### What you have to do
Look through the entries for the string "hair" and copy every line where it shows up.

Natural language region descriptions
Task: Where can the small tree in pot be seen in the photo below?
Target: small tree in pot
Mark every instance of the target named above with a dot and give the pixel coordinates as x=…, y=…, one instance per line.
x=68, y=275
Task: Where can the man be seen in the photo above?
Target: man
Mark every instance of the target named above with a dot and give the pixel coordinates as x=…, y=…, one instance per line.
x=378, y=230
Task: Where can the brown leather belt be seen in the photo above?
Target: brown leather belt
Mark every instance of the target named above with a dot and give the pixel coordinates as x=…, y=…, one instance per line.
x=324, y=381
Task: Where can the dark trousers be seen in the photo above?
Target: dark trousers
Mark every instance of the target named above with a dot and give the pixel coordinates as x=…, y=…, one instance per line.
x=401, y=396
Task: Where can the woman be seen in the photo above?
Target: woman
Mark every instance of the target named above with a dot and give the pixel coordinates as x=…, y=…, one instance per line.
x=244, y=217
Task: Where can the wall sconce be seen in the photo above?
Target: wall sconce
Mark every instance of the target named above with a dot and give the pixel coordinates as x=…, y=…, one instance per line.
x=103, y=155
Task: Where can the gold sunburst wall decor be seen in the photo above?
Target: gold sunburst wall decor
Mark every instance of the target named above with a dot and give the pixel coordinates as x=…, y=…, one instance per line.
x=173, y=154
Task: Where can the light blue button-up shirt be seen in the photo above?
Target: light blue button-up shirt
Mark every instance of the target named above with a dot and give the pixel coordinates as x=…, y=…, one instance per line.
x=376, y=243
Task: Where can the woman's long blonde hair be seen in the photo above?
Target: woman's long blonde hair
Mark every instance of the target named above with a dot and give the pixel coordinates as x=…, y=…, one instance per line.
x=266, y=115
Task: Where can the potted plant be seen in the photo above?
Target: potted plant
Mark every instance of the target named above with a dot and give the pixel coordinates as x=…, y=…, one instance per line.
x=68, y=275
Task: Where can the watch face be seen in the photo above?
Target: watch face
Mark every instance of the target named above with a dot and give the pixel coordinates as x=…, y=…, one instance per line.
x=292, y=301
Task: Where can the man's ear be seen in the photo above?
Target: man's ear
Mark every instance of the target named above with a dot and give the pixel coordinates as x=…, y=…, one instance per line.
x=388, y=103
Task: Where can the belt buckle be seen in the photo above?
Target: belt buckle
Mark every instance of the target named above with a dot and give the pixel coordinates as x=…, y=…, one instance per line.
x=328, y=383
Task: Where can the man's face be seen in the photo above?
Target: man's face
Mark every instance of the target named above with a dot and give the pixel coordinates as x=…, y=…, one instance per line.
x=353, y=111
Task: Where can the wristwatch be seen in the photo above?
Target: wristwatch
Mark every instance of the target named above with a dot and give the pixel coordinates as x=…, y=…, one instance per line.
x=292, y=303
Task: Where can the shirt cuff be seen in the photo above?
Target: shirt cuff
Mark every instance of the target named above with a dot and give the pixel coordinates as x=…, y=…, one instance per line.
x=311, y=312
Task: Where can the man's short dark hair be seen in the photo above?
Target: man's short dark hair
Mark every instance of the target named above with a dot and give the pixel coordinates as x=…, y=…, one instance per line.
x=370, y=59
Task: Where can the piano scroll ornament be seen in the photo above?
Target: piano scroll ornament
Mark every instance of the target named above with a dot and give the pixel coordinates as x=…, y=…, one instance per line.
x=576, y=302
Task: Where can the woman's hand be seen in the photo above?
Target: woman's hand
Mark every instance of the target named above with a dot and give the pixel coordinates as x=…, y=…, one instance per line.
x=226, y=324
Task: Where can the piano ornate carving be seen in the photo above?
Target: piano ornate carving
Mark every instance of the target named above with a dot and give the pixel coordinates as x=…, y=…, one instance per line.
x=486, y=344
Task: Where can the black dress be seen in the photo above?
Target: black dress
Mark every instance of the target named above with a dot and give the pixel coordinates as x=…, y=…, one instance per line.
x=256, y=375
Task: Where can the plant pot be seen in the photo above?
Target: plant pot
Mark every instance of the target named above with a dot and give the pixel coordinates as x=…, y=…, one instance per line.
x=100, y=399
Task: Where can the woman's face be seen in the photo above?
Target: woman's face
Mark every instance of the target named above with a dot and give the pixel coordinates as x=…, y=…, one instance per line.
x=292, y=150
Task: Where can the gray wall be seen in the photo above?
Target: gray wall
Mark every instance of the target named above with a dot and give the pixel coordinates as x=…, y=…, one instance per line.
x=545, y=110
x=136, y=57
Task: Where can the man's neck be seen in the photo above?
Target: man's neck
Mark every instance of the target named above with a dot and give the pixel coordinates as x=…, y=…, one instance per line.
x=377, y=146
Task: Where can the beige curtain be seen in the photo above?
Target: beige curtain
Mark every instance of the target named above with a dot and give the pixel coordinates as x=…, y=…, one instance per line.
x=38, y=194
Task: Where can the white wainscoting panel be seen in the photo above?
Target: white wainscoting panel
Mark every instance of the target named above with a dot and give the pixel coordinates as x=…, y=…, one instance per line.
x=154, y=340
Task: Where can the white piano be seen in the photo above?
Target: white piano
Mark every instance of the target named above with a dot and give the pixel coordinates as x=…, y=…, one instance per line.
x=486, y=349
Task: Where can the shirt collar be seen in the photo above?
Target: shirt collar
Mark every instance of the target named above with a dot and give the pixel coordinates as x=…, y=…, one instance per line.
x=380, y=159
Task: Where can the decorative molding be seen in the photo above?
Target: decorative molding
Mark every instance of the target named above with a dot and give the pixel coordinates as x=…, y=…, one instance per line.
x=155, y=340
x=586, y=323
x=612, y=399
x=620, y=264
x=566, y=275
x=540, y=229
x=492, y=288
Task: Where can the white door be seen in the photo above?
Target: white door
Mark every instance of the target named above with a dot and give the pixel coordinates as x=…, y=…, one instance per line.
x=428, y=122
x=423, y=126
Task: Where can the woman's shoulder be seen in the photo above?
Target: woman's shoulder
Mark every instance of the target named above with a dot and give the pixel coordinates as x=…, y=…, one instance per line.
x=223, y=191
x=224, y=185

### Reply to the task
Task: Where can the woman's long blonde hair be seen in the photo above?
Target: woman's long blonde hair
Task: Where can the man's short dark hair be seen in the photo above?
Target: man's short dark hair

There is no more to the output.